• The exercise:
Rewrite all of the rows below as a numbered list with blank lines omitted. Leave the pictures out of your answer.

• Data in this exercise:

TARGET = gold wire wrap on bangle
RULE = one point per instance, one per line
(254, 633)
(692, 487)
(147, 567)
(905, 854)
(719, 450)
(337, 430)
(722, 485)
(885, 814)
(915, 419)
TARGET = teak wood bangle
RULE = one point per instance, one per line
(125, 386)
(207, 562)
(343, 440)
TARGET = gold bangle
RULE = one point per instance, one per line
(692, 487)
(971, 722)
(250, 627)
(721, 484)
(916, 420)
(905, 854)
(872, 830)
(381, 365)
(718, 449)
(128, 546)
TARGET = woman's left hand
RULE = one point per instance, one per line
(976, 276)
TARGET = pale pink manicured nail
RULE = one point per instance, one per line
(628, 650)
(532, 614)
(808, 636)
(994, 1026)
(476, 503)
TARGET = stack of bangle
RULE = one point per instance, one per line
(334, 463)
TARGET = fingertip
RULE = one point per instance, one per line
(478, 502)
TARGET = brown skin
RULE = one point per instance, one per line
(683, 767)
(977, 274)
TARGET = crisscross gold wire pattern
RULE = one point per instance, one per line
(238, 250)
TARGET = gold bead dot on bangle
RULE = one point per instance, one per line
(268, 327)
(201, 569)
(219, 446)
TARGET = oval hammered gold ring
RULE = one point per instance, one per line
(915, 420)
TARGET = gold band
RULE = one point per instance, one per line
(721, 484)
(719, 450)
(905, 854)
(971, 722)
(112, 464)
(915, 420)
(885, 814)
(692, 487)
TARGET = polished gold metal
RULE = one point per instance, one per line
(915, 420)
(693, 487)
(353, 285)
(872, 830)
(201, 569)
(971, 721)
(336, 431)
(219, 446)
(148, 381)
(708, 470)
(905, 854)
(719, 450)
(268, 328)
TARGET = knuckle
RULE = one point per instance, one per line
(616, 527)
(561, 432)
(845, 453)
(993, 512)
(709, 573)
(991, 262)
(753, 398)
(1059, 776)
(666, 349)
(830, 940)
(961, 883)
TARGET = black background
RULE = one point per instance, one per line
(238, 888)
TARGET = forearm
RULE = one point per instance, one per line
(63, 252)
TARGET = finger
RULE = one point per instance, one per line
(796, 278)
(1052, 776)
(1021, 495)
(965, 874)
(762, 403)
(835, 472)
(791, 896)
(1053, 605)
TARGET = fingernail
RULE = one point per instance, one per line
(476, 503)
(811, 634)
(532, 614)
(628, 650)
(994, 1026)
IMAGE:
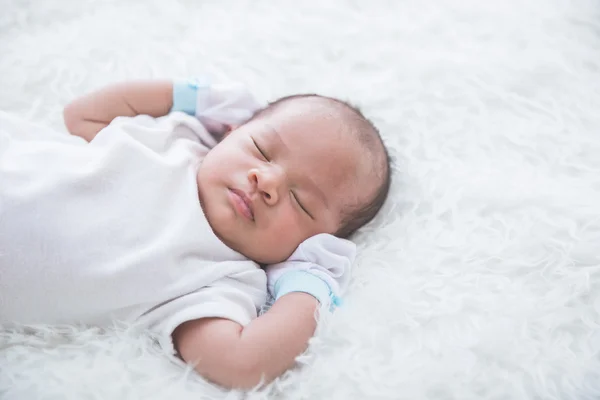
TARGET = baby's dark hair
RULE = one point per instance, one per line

• Final result:
1. TARGET = gold wire wrap on bangle
2. RULE = one point per instance, one per line
3. (254, 633)
4. (692, 487)
5. (147, 567)
6. (905, 854)
7. (719, 450)
8. (337, 430)
9. (722, 485)
10. (885, 814)
11. (915, 419)
12. TARGET = teak wood bangle
13. RULE = one point per instance, one per line
14. (125, 386)
15. (207, 562)
16. (343, 440)
17. TARGET = gold bangle
18. RULE = one point per instance, one per line
19. (692, 487)
20. (971, 722)
21. (250, 627)
22. (721, 484)
23. (916, 420)
24. (905, 854)
25. (872, 830)
26. (381, 365)
27. (718, 449)
28. (128, 546)
29. TARGET = woman's left hand
30. RULE = one point per instance, one per line
31. (976, 276)
32. TARGET = pale pink manicured nail
33. RULE = one point per instance, one per line
34. (628, 650)
35. (532, 614)
36. (808, 636)
37. (994, 1026)
38. (476, 503)
39. TARGET = stack of bangle
40. RULE = one point per instance, one per line
41. (334, 463)
42. TARGET = fingertip
43. RULE = one point per instance, one per line
44. (478, 502)
45. TARGET = brown skin
46. RULE = one point per instance, one per line
47. (683, 767)
48. (977, 274)
49. TARGET = crisscross gold wire pattern
50. RULE = one point per instance, one per line
51. (238, 250)
52. TARGET = gold bead dot on bangle
53. RULE = one point per instance, one per line
54. (268, 327)
55. (201, 569)
56. (219, 446)
57. TARGET = oval hammered gold ring
58. RULE = one point per instance, one per line
59. (915, 420)
60. TARGET = gold band
61. RULE = one point per instance, one per line
62. (721, 484)
63. (719, 450)
64. (905, 854)
65. (971, 722)
66. (112, 464)
67. (915, 420)
68. (885, 814)
69. (692, 487)
70. TARGET = polished gold metal
71. RULE = one point per instance, one per line
72. (915, 420)
73. (693, 487)
74. (353, 285)
75. (872, 830)
76. (201, 569)
77. (971, 721)
78. (336, 431)
79. (219, 446)
80. (148, 381)
81. (708, 470)
82. (905, 854)
83. (719, 450)
84. (268, 328)
85. TARGET = knuckle
86. RULE = one point per instance, one per line
87. (616, 527)
88. (561, 432)
89. (845, 453)
90. (993, 512)
91. (709, 573)
92. (991, 262)
93. (753, 398)
94. (1059, 776)
95. (666, 349)
96. (830, 940)
97. (961, 883)
98. TARGET = black background
99. RULE = one point per instance, one per line
100. (238, 888)
101. TARGET = forearm
102. RULE = one point per instance, one per line
103. (63, 252)
104. TARGET = finger
105. RULE = one point per instance, one per line
106. (796, 278)
107. (1052, 776)
108. (1021, 495)
109. (965, 874)
110. (762, 403)
111. (835, 472)
112. (791, 896)
113. (1053, 605)
114. TARGET = fingernail
115. RULE = one point per instance, one per line
116. (476, 503)
117. (811, 634)
118. (532, 614)
119. (628, 650)
120. (994, 1026)
121. IMAGE:
122. TARGET = baby's dark hair
123. RULE = one point per instance, one per line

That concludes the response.